**Work task:** From the records below, output exactly the lines running from the line containing "Target: forest background" through the line containing "of the porcupine.", and no others.
Data records Block Start
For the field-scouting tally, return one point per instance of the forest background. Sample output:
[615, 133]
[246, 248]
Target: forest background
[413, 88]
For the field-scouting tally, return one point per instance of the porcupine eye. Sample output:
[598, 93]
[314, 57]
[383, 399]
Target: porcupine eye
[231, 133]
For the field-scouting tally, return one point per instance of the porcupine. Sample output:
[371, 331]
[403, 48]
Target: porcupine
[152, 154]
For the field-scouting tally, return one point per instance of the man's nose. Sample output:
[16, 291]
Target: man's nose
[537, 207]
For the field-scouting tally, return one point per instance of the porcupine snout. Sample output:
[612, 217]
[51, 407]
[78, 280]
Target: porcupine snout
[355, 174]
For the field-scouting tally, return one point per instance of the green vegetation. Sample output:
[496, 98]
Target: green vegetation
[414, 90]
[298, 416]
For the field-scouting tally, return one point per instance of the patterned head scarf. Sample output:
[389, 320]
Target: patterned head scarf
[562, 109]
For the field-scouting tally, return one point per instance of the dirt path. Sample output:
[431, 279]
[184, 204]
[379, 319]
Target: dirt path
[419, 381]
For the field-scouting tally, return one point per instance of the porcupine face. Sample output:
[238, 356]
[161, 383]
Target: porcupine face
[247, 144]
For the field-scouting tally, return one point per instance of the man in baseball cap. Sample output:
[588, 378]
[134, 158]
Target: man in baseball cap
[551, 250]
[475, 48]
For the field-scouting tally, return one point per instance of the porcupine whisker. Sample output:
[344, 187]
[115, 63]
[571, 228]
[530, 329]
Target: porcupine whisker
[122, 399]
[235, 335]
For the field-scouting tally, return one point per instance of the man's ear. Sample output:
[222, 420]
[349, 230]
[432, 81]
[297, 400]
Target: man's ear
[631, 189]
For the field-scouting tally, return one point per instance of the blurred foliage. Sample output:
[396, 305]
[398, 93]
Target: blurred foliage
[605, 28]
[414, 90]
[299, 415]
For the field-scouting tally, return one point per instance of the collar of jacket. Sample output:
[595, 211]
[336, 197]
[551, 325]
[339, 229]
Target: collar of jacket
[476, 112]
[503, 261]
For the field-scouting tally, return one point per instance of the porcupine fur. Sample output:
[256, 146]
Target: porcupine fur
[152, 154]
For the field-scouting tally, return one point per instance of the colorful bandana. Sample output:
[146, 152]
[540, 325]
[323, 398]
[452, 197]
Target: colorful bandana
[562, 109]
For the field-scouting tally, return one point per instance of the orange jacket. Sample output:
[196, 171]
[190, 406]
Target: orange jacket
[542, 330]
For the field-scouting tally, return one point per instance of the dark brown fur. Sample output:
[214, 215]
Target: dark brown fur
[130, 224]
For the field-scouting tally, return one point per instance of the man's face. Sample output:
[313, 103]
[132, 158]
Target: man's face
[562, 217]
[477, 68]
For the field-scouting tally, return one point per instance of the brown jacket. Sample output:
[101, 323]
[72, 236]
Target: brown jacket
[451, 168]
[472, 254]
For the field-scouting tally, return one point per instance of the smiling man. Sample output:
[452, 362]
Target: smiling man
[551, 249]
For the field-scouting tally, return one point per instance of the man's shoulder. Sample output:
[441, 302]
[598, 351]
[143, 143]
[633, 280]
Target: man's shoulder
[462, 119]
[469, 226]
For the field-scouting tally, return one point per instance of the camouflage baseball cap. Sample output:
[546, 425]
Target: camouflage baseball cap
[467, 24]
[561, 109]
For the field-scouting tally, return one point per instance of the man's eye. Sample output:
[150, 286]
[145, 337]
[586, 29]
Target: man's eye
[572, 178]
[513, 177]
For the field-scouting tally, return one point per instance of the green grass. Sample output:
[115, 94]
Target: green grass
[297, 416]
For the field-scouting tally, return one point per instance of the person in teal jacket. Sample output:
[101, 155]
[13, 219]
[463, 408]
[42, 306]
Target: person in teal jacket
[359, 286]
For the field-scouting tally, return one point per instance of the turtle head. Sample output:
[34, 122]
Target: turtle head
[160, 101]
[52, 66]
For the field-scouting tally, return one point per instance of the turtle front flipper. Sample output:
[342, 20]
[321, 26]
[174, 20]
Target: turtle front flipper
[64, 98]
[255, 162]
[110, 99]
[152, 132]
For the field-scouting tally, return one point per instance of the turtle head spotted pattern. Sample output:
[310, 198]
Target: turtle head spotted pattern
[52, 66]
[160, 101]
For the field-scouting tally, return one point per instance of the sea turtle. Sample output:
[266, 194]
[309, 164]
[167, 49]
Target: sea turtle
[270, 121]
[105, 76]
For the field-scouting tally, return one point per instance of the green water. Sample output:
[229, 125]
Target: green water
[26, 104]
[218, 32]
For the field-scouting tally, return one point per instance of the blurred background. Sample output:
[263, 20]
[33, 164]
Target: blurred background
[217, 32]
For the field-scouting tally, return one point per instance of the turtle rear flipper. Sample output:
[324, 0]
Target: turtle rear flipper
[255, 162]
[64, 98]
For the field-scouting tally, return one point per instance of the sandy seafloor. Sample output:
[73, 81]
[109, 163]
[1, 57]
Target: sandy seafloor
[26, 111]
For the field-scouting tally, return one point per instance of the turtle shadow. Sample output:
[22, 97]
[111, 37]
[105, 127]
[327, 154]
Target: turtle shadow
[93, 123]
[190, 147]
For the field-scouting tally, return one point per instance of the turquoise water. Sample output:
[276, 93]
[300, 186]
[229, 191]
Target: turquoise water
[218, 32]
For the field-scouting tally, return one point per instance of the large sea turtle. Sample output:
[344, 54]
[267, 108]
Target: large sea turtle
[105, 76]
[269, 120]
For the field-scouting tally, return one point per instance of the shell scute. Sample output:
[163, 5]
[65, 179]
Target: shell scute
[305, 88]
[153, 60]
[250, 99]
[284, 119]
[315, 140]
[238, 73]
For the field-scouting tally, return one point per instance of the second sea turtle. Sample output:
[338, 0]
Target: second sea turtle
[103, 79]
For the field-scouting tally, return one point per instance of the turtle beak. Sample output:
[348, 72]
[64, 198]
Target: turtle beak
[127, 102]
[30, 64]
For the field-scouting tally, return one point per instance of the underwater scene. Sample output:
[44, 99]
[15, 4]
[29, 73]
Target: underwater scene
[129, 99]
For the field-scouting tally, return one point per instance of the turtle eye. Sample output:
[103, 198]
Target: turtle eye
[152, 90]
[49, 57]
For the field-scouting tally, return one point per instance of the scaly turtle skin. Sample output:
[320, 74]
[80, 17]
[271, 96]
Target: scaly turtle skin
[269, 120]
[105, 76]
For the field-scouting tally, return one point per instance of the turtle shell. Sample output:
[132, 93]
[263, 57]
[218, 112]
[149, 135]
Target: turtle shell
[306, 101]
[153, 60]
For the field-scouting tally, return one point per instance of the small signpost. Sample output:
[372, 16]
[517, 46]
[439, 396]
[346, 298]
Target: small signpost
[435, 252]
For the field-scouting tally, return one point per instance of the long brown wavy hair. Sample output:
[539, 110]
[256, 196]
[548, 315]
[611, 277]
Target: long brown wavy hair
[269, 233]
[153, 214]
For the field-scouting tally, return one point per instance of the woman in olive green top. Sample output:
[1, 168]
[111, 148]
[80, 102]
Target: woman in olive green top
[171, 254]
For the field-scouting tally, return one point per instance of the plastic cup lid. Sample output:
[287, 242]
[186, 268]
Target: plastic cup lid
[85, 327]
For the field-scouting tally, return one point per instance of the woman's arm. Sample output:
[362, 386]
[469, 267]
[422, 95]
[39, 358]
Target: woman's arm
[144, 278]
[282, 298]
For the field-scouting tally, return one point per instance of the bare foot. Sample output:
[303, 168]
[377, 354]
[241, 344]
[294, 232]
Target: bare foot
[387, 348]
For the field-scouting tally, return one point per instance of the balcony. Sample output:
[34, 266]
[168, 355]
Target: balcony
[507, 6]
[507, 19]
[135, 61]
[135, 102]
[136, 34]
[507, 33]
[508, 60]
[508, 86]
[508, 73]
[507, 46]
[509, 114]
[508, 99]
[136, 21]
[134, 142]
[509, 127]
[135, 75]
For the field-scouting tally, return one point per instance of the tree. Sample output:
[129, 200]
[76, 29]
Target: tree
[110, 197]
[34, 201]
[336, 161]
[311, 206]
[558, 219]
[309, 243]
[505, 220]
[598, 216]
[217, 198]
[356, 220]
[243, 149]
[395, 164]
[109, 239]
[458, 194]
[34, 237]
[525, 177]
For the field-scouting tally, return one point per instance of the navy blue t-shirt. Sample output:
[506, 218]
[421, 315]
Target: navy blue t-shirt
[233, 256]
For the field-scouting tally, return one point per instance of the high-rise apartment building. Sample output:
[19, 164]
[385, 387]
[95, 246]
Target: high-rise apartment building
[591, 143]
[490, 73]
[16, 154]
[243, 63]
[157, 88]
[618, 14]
Data records Block End
**Answer to the problem:**
Target: forest background
[413, 88]
For the field-scouting tally, return one point per instance of the porcupine eye. Sample output:
[598, 93]
[314, 57]
[383, 399]
Target: porcupine eye
[231, 133]
For the field-scouting tally, return one point per instance of the porcupine. Sample output:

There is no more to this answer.